WHAT YOU WILL DO
Recast each line of the listing below as a numbered list, omitting blank lines and leaving out the pictures.

--- start RECORDS PROVIDED ---

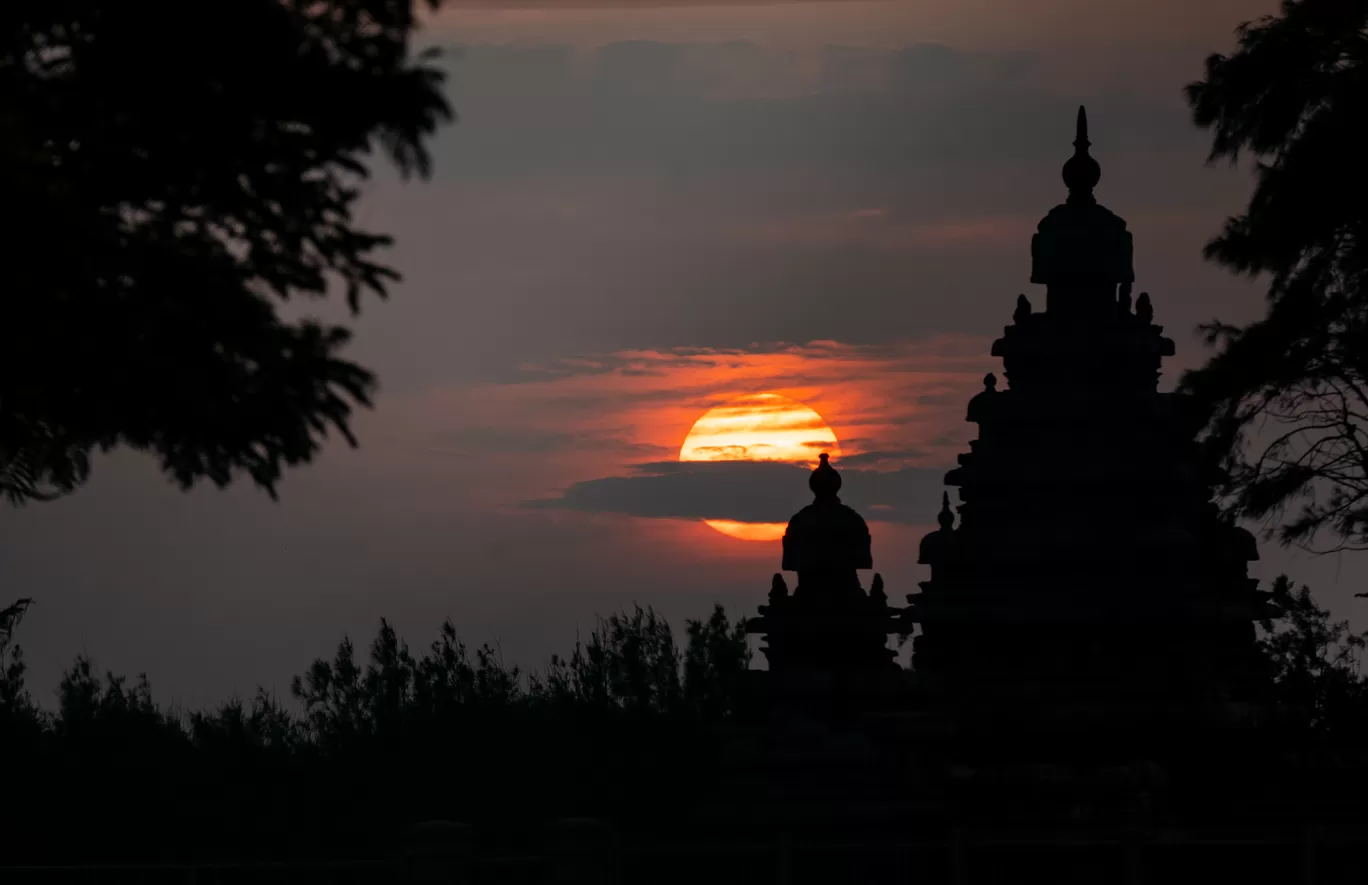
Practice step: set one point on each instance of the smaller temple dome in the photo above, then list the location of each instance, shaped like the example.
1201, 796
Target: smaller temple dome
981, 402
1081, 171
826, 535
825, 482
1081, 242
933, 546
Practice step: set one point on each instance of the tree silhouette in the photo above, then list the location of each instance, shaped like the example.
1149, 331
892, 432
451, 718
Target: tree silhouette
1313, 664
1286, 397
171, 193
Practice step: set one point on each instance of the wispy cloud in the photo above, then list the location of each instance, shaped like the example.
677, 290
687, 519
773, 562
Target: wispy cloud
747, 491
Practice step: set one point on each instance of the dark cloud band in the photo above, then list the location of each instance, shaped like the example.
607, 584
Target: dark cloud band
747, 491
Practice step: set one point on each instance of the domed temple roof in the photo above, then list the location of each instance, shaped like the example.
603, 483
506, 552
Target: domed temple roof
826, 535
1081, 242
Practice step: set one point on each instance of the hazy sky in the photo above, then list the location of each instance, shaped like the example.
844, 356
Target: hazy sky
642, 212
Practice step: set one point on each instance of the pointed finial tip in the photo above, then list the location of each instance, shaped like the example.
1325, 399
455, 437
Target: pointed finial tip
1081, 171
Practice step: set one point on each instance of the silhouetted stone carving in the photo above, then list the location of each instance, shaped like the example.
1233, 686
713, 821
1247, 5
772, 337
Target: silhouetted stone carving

--- end RECORDS PROVIDED ---

ANSWER FOR THIS EXERCISE
1. Practice step: set one point on each instance of the smaller temple dome in the photo above, then list the location of each instance, shaped like the example.
2. 1201, 796
3. Target: smaller temple dome
4. 981, 402
5. 1081, 171
6. 826, 535
7. 825, 482
8. 1081, 242
9. 933, 546
10. Practice step: set one point on each instance of the tree silhouette in the photo above, then list the location of each instance, shaped like the example.
11. 1149, 331
12. 892, 432
13. 451, 718
14. Target: tree silhouette
15. 1313, 664
16. 1286, 397
17. 171, 193
18. Practice step: set one point on each instance of the wispy cloud in the photo above, then list the location of each instance, shaped like the example.
19. 677, 290
20. 687, 519
21. 773, 562
22. Target: wispy cloud
23. 747, 491
24. Practice step: set one point on each instance of the dark cloud band in the photo above, then list the location of each instance, shaped like the example.
25. 607, 584
26. Target: dark cloud band
27. 747, 491
28. Practice step: set one point on each instance of the domed temple roof in the photo above, then list the location of each instance, shaped like the example.
29. 603, 483
30. 506, 552
31. Target: domed temple roof
32. 826, 535
33. 1081, 242
34. Practice step: set one point on each instance of the hazy sky in the photo above, then list the location of each instance, shaped like the example.
35. 844, 356
36. Target: hazy sky
37. 642, 212
38. Practice step: set one point on each instance of the pointed finial tip in the photo above, then list the location of each instance, shaped like the example.
39. 1325, 399
40. 455, 437
41. Target: pointed finial tip
42. 1081, 171
43. Practice step: set one point on each instance of the silhouetted stone carving in the photo above, then list the location of each instance, shaped like the example.
44. 1233, 686
45. 713, 821
46. 1247, 5
47. 772, 337
48. Target: silhouetted stone carving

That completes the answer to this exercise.